── EXTRACT TO READ ──

Major Life Activities

The ADAAA continues to define “disability” as an impairment that “substantially limits one or more major life activities of an individual.” In turn, a “major life activity” is defined to include (without limitation) caring for oneself, performing manual tasks, seeing, hearing, eating, sleeping, walking, standing, lifting, bending, speaking, breathing, learning, reading, concentrating, thinking, communicating and working.

The final regulations expand the definition of a major life activity to include sitting, reaching and interacting with others. In addition, the regulations also include “major bodily function” as a new category of “major life activity.” This category includes normal cell growth and digestive, genitourinary, bowel, bladder, neurological, brain, respiratory, circulatory, cardiovascular, endocrine, hemic, lymphatic, musculoskeletal and reproductive functions. Examples of major bodily functions include kidney disease, cancer, diabetes, epilepsy, sickle cell anemia and rheumatoid arthritis.

It is important to note that these lists are illustrative in nature and nonexhaustive. Thus, the fact that a particular life activity or major bodily function is not listed does not necessarily exclude some other activity or function from the definition of “major life activity.” The analysis of what constitutes “major” must not be interpreted strictly, nor create a demanding standard for determining disability.

List of Disabilities

The final regulations also include a list of impairments that will “virtually always” meet the definition of a disability, including autism, intellectual disability (formerly mental retardation), deafness, blindness, partially or completely missing limbs, cancer, cerebral palsy, diabetes, epilepsy, HIV infection, major depression, bipolar disorder, post-traumatic stress disorder and schizophrenia.

Mitigating Factors

The regulations instruct employers to evaluate potential disabilities without taking into account “mitigating factors,” including medications used to control conditions. If the person’s condition would qualify without those aids, employers should consider them to have a protected disability. Eyeglasses and contact lenses are the only exceptions.

Episodic or Dormant Conditions

Employees with conditions that are episodic or dormant must be evaluated based on the condition in its active state. For example, an employee in remission from cancer must be evaluated as though his or her cancer is active.

Minor and Transitory Conditions

The regulations make clear that impairments lasting less than six months may be deemed “substantially limiting” under the definition of disability. Thus, employers must provide reasonable accommodation for a condition, albeit temporary, that is sufficiently limiting enough to be deemed a “disability” under the ADAAA.

“Regarded As” Disabled

The ADAAA continues to define as disabled someone who is “regarded as” having a disability, even though that person may not have an actual impairment that substantially limits one or more major life activities. The regulations make it easier for an individual to establish disability under the “regarded as” prong as long as the condition is not minor and transitory. The focus is now on how the individual is treated rather than on what the employer believed. Whether an individual’s impairment “substantially limits” a major life activity is not relevant when the individual is claiming to have been “regarded as” disabled.

It is anticipated that the ADAAA and the new regulations will increase the number of EEOC charges and lawsuits filed. In fact, this prediction is already proving true as the number of disability claims received by the EEOC increased 30 percent from 2008 to 2010, a number that had remained steady for the previous 10 years.

Employers would be well-served to review employee handbooks and company policies to ensure that they comply with the new regulations. The ADAAA and its final regulations encourage employers to stop engaging in an extensive analysis on what is a disability and focus instead on providing reasonable accommodations to individuals who are otherwise qualified to perform the essential functions of their job.

───

=== PROBLEM SET ===
A. Answer these questions from the passage on the ADAAA regulations:
(i) Which activities do the final regulations add to the definition of a major life activity?
(ii) What are the only exceptions to the rule on mitigating factors?
(iii) By what percentage did disability claims received by the EEOC increase from 2008 to 2010?
B. According to the passage on the ADAAA regulations, why does leaving an activity or bodily function off the lists not necessarily exclude it from the definition of "major life activity"?
C. Revise the passage on the ADAAA regulations, giving everything from "It is anticipated" down to "previous 10 years." with "lawsuits" replaced by "legal actions".

── AVAILABLE DATA ──

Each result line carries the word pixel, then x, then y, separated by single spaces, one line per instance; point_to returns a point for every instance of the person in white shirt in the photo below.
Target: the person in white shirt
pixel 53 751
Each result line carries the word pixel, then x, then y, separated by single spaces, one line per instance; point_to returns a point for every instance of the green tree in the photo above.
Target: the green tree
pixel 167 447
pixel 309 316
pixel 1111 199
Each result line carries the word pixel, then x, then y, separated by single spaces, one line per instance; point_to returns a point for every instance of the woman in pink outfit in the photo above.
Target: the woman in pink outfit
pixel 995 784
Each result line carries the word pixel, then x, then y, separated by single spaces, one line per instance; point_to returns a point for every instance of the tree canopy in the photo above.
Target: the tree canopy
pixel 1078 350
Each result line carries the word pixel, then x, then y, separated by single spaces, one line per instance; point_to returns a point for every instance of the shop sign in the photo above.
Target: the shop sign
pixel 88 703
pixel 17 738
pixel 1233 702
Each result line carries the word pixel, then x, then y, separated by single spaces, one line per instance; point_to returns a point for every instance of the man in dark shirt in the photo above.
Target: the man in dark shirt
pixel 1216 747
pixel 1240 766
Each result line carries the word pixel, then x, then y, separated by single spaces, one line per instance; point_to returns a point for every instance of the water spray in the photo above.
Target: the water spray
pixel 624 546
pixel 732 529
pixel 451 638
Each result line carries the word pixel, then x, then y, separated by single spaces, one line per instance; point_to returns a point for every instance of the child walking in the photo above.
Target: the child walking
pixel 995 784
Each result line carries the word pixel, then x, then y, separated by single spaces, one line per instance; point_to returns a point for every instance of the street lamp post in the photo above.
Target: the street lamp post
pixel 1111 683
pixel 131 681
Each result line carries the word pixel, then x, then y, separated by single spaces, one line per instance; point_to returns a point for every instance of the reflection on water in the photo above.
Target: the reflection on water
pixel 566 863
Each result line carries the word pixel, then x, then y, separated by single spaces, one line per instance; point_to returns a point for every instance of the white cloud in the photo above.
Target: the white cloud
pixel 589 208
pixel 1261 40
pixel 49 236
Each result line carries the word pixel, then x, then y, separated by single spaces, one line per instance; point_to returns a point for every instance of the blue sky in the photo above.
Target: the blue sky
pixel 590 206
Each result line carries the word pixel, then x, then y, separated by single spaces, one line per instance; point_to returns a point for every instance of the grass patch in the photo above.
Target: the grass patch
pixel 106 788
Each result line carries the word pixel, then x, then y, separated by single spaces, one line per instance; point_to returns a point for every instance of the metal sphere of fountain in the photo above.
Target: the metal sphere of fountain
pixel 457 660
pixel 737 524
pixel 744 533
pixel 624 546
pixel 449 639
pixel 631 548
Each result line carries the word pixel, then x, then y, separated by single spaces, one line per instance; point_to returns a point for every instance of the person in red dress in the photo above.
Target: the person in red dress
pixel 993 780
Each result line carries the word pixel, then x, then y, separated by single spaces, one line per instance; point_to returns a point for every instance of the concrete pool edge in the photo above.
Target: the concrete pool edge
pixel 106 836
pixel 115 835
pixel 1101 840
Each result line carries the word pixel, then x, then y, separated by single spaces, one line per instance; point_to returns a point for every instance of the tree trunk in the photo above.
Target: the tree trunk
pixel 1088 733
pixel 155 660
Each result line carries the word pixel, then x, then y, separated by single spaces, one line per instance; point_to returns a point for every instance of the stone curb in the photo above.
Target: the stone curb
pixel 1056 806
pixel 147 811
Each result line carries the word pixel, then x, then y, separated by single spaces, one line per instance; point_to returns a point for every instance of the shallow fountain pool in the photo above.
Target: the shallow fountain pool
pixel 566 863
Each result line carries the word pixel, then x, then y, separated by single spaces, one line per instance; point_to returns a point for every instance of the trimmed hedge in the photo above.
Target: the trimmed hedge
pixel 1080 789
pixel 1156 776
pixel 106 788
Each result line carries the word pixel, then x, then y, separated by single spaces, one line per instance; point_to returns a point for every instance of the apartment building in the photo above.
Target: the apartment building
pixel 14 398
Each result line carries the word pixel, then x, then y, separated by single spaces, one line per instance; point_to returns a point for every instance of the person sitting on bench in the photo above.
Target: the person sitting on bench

───

=== TASK SOLUTIONS ===
A.
(i) Sitting, reaching and interacting with others.
(ii) Eyeglasses and contact lenses.
(iii) 30 percent.

B. The lists are illustrative in nature and nonexhaustive. An activity or function missing from them can therefore still fall within the definition of "major life activity."

C.
It is anticipated that the ADAAA and the new regulations will increase the number of EEOC charges and legal actions filed. In fact, this prediction is already proving true as the number of disability claims received by the EEOC increased 30 percent from 2008 to 2010, a number that had remained steady for the previous 10 years.